Given passage →
^^^^^^^^
# Forum > News > Trade Support > Scam Reports >  TydusGaming and their scam artists buddies EXPOSED

## Jef123

Hi there, my name is Jake and I've bought a PowerLevel service.

The service that I've bought was from TydusGaming

Their thread are here - 

mmo...g-service.html

http://www.ownedcore.com/forums/mmo-...ling-gold.html

The TydusGaming edited the first post with prices and information about his PowerLeveling service as soon as the scam got uncovered and he started to get many complaints.

He or his buddies created a new site on the same host and the same style.

The screenshots I provide down below are the TOTAL PROOF OF THEM BEING A SCAM ARTISTS.

First will be skype conversation which is also in pastebin for full version then their EXPOSE.








Now the other part, their scam site that was made for a few weeks/month to do their scam process.






The 2 feedbacks that seriousgamer has are from tydusgaming which is very sketchy. There's high chance that it's 1 person with different account or scam buddies.

NOTE: HE SAID THAT HE DOESN'T HAVE ANYTHING TO DO WITH TYDUS GAMING BUT ON THIS SCREENSHOT HE SAYS HE IS A FORMER EMPLOYEE!
^^^^^^^^
Rows →
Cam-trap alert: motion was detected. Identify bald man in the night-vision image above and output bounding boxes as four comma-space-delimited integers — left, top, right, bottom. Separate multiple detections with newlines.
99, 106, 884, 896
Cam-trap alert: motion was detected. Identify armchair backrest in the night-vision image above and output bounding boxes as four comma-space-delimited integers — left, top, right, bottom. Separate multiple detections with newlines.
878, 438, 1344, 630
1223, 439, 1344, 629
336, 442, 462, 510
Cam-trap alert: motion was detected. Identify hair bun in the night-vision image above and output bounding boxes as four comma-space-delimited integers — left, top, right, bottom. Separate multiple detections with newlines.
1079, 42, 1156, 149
^^^^^^^^
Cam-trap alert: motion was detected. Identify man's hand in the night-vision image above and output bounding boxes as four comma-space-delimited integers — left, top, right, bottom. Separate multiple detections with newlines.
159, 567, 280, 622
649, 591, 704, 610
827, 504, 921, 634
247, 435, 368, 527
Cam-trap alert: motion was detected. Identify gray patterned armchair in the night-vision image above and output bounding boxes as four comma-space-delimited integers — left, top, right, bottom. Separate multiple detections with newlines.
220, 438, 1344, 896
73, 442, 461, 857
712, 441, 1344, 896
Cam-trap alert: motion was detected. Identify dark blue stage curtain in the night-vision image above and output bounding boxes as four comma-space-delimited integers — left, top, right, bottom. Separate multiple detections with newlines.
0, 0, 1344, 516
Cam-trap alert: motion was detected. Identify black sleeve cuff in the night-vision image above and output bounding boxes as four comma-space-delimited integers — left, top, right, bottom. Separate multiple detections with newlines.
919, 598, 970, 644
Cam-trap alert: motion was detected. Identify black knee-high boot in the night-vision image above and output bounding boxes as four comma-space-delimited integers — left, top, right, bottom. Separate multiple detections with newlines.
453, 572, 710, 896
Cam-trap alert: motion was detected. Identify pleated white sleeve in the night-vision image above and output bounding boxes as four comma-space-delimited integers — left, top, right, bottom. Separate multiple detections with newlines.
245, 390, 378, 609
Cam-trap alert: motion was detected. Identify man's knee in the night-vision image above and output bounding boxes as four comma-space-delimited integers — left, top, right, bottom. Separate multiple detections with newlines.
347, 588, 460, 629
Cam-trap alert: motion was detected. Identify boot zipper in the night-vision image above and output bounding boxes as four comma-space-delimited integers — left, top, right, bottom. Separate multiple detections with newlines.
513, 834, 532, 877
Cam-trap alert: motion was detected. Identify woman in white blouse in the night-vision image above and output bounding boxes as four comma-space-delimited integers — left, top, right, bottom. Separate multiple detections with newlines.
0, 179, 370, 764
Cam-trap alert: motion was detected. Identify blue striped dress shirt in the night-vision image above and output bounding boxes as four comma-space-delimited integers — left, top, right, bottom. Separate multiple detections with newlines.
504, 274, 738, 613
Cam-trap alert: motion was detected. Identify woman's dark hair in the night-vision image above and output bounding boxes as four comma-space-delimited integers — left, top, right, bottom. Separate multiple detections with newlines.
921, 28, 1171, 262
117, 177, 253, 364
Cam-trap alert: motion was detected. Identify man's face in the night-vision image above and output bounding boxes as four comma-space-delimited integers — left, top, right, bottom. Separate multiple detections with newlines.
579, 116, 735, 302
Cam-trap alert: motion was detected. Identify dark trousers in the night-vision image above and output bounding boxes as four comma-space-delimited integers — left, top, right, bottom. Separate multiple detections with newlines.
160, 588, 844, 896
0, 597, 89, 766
^^^^^^^^
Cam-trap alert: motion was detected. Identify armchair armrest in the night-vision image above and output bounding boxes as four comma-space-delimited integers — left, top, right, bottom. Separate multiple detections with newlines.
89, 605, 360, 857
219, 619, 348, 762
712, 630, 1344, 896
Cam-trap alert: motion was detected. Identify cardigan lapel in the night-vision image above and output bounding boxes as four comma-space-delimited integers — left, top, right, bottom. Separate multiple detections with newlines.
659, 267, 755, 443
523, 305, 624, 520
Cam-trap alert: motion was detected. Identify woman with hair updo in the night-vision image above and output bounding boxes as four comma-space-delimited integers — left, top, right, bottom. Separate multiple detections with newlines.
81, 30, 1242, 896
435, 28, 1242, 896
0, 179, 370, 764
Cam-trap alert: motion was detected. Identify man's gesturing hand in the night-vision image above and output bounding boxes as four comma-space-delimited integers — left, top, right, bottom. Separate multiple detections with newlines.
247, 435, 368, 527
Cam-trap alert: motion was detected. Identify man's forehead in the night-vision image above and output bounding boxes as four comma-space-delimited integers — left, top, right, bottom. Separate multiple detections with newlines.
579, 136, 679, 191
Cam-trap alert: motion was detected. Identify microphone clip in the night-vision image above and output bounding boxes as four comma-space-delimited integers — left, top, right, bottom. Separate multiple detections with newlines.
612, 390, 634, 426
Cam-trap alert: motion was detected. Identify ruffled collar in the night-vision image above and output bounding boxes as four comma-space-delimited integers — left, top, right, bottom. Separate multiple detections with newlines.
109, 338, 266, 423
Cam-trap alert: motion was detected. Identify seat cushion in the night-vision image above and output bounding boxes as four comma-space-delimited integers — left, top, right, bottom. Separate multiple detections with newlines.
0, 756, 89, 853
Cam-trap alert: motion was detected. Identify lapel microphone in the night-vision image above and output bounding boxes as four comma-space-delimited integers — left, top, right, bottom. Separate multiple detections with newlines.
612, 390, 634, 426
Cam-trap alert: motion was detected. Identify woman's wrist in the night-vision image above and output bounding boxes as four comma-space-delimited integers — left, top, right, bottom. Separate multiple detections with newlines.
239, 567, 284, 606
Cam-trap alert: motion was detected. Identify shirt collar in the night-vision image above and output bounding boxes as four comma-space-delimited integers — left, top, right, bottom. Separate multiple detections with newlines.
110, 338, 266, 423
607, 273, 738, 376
^^^^^^^^
Request A →
According to the scam report, how many feedbacks does seriousgamer have, and who are they from?
Request B →
Write out the part of the scam report that opens with the words containing "He or his buddies" and closes with "then their EXPOSE.".
Request C →
Write what comes next in the scam report, picking up after its last sentence.

Answer A →
Two feedbacks, both from tydusgaming.

Answer B →
He or his buddies created a new site on the same host and the same style.

The screenshots I provide down below are the TOTAL PROOF OF THEM BEING A SCAM ARTISTS.

First will be skype conversation which is also in pastebin for full version then their EXPOSE.

Answer C →
FO-RME-R EMPLOYEE WHICH MEANS HE IS A 2 FACED SCAMMER!



On this screenshot you can see feedbacks from scam buddies.



The hosting site



Skype pastebin - Scammers - Pastebin.com

So, they did not refund me at all, whatsoever. As well as to other clients. They closed their scam site to open a new on which is on the same host and the same style. They deleted me from Skype friend list without any explanations and their former employees/friends are the same person or a scam artists buddies.

----------


## SG Services

Dear, Jeff.

We are getting a little tierd of you now, to be honest. 

All we have done towards you is trying to lead you on to a better service in our opinion.
We even gave you a discount offer if you decided to use us instead, as it is sad to see something we where part of have turned on their customers, even so we cannot answer for their actions.

This will be our last effort to try and cleare things up for you, as you are soley determind on giving us as much bad reputation as you can, no matter what we try to offer you in return to change your opinion. 

Time will show that we dont scam people and that we are trustworthy. With or without you as our customer.

To cleare things out a little.

1. We are former Coworkers of Tydusgaming, we are no longer assosiated with them, due to internal conflicts and the lack of professionalism they show towards this line of service.

2. Tydus - went missing 2-3 days after we left their Team, and we had to startup as soon as possible. This may or may not have been on the same time as they went down, I cant tell exaclty.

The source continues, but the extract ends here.